Schauspiel Frankfurt: Robert Borgmann bringt Kafkas »Das Schloss« auf die Bühne

Auf ewig ausgesperrt

Wo sind wir? Im Speicher der Alt-Neu-Synagoge in Kafkas Prag? Wo die Figur des Golem darauf wartet, zu neuem Leben zu erwachen? Ein funzeliges Lämpchen beleuchtet den Lehmklumpen in der Ecke, der sich langsam erhebt und – ein nackter unförmiger Mann – stöhnend über die Bühne hievt, begleitet von einem Sirren, das sich wie ein Tinitus festsetzt (Livemusik: Philipp Weber)
Dieses unheimliche Bild leitet Robert Borgmanns düstere Inszenierung von Franz Kafkas Fragment gebliebenem Roman »Das Schloss« am Schauspiel Frankfurt ein – und beendet sie dreieinhalb Stunden später. Zunächst aber hört man den Beginn der Erzählung aus dem Off, dann erscheinen ihre Figuren: der angebliche Landvermesser K. und Bewohner des Dorfes, in dem er auf dem Weg zum Schloss gelandet ist. In ballettartiger Choreografie tauchen sie von allen Seiten aus dem Dunkel, schwarz-weiß gekleidet meist: der übelgelaunte Wirt, die sperrigen Gehilfen von K., das Mädchen Frieda, mit dem er sich verbindet, und all die anderen.
Die Handlung bleibt im Hintergrund, stattdessen drängen sich Bilder und Assoziationen auf, die sich um Macht, Willkür und Strafe drehen, um Ausgrenzung und Distanz, um Mühen und Scheitern ein Leben lang. Einige davon kommen aus der jüdischen Welt, wie der Golem, wie die Vorstellung eines Herrschers, der nicht genannt werden darf, »Sagen Sie nicht Klamm, sagen sie ›Er‹«, wird K. gemahnt, als er den Namen des hinter einer schwebenden weißen Tür vermuteten Kanzleichefs erwähnt, auf dessen Gnade alle angewiesen sind. Und stellen die durch Sand dorthin führenden Bahngleise nicht die Einfahrt in ein Konzentrationslager vor? Das zittrige Deckenflackern eines sich hebenden und senkenden Hallenbogens legt das nahe, auch das Schrecksekunden lang kalt aufstrahlende Überwachungslicht.

| Aufgaben zur Übung |
1 – Gib die Passage aus der Theaterkritik wörtlich wieder, beginnend bei „Auf ewig ausgesperrt“ und endend bei „(Livemusik: Philipp Weber)“.
2 – Erkläre anhand der Theaterkritik in ein bis drei Sätzen, weshalb die durch Sand führenden Bahngleise an die Einfahrt in ein Konzentrationslager denken lassen.
Die anschließenden Daten stammen aus einer anderen Quelle.

| Datenteil |
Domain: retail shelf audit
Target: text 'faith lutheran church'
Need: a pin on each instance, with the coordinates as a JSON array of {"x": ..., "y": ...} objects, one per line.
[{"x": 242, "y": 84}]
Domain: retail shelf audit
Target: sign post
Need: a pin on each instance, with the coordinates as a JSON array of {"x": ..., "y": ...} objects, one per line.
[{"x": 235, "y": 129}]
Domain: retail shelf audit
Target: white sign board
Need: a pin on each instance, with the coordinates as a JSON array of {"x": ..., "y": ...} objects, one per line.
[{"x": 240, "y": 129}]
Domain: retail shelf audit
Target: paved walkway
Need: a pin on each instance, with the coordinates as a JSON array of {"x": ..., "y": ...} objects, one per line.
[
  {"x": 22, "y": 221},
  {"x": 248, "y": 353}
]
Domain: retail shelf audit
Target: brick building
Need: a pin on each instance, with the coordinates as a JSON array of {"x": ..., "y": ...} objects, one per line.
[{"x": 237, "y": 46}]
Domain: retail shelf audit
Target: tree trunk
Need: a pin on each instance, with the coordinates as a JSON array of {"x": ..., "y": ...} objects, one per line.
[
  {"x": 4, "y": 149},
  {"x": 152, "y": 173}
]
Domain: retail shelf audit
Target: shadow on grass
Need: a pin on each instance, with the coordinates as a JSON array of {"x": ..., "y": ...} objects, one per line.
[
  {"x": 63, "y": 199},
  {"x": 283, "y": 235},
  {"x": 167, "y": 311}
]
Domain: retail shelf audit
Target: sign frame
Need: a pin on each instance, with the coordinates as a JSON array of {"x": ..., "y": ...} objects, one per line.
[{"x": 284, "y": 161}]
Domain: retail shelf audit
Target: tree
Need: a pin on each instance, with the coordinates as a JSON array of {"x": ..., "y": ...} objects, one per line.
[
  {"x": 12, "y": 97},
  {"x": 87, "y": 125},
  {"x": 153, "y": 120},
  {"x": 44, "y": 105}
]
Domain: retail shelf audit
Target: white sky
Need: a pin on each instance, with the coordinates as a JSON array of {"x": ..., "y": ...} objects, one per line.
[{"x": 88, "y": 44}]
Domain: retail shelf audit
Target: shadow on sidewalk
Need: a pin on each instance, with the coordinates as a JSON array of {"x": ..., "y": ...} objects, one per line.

| Vollständige Antworten |
1 –
Auf ewig ausgesperrt

Wo sind wir? Im Speicher der Alt-Neu-Synagoge in Kafkas Prag? Wo die Figur des Golem darauf wartet, zu neuem Leben zu erwachen? Ein funzeliges Lämpchen beleuchtet den Lehmklumpen in der Ecke, der sich langsam erhebt und – ein nackter unförmiger Mann – stöhnend über die Bühne hievt, begleitet von einem Sirren, das sich wie ein Tinitus festsetzt (Livemusik: Philipp Weber)

2 – Das zittrige Deckenflackern eines Hallenbogens, der sich hebt und senkt, legt diese Deutung nahe. Hinzu kommt das Überwachungslicht, das Schrecksekunden lang kalt aufstrahlt.